TASK: Do any lines in the data below contain "faucet"? If so, copy every one of them.
*** DATASET EXCERPTS ***
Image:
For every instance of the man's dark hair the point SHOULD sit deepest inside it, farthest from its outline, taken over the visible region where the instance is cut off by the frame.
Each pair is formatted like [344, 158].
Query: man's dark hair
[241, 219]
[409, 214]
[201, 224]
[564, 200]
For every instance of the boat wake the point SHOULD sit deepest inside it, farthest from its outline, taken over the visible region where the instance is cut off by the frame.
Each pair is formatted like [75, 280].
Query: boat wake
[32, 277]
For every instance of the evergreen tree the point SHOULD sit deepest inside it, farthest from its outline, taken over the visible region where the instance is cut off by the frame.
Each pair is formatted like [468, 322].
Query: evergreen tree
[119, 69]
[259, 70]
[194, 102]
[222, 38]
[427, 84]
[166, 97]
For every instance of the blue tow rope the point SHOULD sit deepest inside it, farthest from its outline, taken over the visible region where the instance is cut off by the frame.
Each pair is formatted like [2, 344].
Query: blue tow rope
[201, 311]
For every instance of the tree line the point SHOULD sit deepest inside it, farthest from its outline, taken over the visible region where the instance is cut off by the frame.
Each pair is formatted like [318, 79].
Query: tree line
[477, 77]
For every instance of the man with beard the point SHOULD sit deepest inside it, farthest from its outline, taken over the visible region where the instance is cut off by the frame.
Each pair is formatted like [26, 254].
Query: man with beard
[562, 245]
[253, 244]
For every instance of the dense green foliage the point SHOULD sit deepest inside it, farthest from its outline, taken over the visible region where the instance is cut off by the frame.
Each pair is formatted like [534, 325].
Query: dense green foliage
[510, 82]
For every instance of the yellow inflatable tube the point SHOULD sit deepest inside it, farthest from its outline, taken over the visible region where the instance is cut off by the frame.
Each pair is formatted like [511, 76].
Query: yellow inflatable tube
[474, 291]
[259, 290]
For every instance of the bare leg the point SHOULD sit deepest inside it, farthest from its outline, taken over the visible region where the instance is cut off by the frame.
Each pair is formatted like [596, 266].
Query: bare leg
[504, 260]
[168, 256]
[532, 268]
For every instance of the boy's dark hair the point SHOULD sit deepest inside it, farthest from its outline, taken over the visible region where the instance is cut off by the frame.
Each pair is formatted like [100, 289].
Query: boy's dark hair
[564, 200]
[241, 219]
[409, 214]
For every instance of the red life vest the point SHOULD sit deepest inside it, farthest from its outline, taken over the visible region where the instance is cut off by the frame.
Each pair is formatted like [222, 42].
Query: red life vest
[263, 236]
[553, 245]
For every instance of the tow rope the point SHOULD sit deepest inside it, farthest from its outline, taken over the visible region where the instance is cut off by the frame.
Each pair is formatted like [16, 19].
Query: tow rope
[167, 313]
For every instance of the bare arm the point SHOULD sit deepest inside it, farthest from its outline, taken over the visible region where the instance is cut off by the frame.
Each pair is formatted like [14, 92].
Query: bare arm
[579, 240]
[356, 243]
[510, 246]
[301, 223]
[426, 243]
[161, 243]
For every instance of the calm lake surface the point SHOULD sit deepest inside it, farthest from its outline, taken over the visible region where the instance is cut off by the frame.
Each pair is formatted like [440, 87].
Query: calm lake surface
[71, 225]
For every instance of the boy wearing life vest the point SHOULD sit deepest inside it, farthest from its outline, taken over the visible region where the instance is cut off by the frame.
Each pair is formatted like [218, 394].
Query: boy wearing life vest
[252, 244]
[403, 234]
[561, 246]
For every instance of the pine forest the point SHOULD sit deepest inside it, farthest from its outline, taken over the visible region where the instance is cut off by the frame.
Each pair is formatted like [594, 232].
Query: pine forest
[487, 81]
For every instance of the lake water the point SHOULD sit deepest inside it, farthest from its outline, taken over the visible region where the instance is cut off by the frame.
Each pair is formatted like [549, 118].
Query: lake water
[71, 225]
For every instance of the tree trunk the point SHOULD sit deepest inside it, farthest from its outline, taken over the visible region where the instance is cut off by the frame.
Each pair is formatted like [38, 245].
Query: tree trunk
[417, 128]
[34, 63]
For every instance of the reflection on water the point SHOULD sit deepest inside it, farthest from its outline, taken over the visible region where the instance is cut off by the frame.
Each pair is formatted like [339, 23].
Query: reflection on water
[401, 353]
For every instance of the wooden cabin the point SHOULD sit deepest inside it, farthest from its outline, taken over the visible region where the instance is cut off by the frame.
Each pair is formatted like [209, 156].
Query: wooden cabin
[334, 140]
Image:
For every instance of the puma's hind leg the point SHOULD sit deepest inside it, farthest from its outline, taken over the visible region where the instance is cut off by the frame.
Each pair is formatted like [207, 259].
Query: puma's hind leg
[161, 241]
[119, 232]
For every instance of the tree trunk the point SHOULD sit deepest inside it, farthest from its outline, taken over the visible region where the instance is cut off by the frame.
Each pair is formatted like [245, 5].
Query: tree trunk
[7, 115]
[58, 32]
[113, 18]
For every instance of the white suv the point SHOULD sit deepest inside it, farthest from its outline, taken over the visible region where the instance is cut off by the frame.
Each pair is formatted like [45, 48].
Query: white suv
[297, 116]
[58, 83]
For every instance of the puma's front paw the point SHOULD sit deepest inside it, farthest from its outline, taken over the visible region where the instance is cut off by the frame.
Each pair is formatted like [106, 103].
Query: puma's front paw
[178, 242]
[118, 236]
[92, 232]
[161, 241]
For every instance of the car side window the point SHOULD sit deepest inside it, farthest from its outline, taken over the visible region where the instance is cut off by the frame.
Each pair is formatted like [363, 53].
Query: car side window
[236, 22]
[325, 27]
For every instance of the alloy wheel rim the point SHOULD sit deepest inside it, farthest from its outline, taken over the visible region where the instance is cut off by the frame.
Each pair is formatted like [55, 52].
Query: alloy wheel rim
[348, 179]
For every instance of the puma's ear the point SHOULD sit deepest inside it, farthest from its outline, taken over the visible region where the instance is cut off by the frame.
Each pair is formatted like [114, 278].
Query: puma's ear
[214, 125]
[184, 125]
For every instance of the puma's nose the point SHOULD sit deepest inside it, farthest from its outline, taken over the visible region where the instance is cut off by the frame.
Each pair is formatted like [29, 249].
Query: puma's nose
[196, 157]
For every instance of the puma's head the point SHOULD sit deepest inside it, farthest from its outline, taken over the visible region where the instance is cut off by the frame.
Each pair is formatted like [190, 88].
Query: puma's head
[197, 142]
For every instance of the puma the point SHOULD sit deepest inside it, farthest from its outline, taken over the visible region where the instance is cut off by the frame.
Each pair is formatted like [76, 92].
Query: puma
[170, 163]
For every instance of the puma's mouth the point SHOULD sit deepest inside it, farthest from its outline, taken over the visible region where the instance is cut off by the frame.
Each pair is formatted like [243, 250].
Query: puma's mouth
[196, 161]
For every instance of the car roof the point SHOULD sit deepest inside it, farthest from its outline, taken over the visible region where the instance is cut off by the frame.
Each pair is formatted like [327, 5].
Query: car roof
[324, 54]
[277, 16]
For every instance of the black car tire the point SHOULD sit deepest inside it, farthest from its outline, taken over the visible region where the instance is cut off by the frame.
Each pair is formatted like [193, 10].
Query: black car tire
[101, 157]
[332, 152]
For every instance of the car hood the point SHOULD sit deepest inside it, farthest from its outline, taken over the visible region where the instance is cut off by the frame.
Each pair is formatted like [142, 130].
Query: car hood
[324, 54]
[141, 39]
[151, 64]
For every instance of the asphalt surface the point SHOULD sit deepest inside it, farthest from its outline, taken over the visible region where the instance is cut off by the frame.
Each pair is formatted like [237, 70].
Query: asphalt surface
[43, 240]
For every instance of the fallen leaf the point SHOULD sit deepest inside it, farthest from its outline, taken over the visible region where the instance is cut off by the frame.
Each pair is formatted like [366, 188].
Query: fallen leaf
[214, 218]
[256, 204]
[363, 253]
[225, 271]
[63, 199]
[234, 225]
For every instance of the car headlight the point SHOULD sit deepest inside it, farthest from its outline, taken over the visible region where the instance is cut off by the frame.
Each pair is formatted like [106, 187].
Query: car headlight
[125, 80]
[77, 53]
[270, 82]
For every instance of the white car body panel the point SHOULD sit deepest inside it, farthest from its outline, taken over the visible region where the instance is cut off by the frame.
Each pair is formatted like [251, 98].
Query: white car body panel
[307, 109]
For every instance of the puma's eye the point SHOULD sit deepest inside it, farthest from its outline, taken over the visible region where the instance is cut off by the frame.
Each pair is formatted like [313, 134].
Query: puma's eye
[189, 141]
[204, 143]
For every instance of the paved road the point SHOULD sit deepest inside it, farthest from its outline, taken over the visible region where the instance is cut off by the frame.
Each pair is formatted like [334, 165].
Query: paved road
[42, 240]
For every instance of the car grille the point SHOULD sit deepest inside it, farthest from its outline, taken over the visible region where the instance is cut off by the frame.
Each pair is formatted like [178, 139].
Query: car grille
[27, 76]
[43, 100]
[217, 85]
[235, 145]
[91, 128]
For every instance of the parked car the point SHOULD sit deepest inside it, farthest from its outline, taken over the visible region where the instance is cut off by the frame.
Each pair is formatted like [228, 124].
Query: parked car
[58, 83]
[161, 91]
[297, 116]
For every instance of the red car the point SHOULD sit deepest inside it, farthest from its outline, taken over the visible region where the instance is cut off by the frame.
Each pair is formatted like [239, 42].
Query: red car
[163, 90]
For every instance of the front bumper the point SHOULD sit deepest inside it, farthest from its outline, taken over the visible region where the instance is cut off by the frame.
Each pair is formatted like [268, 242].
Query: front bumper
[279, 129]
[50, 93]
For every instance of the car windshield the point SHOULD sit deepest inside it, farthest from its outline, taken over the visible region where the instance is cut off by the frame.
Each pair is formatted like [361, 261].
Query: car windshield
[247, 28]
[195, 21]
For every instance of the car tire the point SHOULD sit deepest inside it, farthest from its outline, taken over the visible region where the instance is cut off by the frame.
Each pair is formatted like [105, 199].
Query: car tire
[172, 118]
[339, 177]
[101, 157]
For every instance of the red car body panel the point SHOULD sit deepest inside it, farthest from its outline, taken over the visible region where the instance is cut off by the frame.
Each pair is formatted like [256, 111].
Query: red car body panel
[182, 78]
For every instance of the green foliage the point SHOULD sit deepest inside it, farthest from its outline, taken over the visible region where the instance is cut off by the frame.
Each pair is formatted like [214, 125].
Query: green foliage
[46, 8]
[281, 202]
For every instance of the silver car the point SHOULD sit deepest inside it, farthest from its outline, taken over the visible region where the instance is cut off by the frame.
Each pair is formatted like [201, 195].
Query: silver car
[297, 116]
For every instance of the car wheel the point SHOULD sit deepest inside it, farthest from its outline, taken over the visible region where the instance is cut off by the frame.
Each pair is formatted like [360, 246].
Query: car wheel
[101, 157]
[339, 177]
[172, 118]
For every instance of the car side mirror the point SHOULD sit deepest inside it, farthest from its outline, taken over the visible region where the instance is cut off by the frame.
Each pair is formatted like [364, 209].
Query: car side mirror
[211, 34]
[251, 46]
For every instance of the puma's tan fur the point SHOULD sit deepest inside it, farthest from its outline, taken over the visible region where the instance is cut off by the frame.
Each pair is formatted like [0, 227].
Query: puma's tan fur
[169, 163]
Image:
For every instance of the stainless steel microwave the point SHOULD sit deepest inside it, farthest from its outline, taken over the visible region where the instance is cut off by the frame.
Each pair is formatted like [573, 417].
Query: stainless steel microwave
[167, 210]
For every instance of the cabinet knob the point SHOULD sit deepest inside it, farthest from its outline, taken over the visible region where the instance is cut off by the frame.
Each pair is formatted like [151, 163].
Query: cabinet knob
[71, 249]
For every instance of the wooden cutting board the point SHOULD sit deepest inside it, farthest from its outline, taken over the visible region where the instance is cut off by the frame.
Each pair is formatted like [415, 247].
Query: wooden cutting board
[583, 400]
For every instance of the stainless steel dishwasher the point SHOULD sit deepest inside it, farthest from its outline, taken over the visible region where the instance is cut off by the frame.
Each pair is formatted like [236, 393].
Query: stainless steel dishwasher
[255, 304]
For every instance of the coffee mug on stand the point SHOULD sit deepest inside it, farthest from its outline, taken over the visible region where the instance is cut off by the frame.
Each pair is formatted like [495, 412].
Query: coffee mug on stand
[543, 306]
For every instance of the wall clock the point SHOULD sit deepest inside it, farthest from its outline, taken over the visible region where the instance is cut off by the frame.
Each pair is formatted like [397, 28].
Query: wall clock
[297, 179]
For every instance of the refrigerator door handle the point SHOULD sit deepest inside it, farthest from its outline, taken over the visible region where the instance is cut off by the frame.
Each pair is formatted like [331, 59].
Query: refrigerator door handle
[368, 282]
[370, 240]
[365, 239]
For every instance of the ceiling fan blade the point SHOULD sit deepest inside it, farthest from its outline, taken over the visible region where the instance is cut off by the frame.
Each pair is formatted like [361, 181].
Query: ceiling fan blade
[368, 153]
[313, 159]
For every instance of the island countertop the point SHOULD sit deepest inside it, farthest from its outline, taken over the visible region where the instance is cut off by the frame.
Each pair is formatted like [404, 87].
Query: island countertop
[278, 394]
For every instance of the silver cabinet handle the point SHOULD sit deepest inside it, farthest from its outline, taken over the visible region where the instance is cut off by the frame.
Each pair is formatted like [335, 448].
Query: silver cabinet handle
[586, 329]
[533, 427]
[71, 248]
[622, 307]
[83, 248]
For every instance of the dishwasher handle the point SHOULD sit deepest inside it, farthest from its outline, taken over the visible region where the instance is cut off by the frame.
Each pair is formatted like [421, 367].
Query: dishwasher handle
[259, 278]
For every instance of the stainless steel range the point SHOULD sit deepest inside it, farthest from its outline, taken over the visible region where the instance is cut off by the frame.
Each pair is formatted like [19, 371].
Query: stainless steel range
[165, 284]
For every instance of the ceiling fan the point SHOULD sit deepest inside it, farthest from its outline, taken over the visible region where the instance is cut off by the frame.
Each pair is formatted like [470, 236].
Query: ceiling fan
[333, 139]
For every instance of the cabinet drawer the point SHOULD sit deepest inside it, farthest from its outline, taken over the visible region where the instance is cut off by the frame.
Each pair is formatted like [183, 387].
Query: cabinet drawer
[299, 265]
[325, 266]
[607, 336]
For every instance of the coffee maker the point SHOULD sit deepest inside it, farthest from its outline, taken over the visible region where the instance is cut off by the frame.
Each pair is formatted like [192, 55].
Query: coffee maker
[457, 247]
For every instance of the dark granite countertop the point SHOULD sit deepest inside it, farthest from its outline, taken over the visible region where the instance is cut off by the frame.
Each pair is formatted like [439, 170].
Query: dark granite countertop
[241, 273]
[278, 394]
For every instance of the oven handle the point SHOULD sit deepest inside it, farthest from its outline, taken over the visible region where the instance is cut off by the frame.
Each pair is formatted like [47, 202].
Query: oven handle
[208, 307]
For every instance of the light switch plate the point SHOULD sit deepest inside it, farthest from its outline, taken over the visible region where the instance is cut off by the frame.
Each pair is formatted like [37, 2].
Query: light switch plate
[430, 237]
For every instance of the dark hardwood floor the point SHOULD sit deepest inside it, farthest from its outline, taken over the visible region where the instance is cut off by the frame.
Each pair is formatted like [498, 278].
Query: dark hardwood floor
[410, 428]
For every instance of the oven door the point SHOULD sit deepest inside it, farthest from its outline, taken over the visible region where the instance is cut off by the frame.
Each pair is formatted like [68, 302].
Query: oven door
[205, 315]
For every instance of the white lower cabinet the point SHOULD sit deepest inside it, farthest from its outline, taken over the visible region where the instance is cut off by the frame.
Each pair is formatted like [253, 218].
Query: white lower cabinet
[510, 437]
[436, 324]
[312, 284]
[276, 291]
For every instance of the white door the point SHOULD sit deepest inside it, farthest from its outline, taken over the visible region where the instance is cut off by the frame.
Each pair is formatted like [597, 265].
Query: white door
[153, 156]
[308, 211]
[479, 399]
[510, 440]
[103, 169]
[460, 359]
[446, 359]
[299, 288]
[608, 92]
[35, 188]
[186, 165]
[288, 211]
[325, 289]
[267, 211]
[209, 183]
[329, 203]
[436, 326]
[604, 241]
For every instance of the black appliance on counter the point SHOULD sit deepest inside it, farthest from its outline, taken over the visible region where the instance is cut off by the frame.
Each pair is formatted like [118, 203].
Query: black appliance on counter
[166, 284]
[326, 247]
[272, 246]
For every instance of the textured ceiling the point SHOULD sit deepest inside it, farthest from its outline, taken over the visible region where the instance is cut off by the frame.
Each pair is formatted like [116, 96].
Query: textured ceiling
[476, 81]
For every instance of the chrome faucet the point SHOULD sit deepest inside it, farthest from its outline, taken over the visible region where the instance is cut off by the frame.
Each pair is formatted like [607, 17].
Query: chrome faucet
*** End of DATASET EXCERPTS ***
TASK RESPONSE:
For every instance of the chrome faucet the point SHOULD sit deepest inside it, farthest from its outline, taken over the visible region where the instance is cut off by the frame.
Query: chrome faucet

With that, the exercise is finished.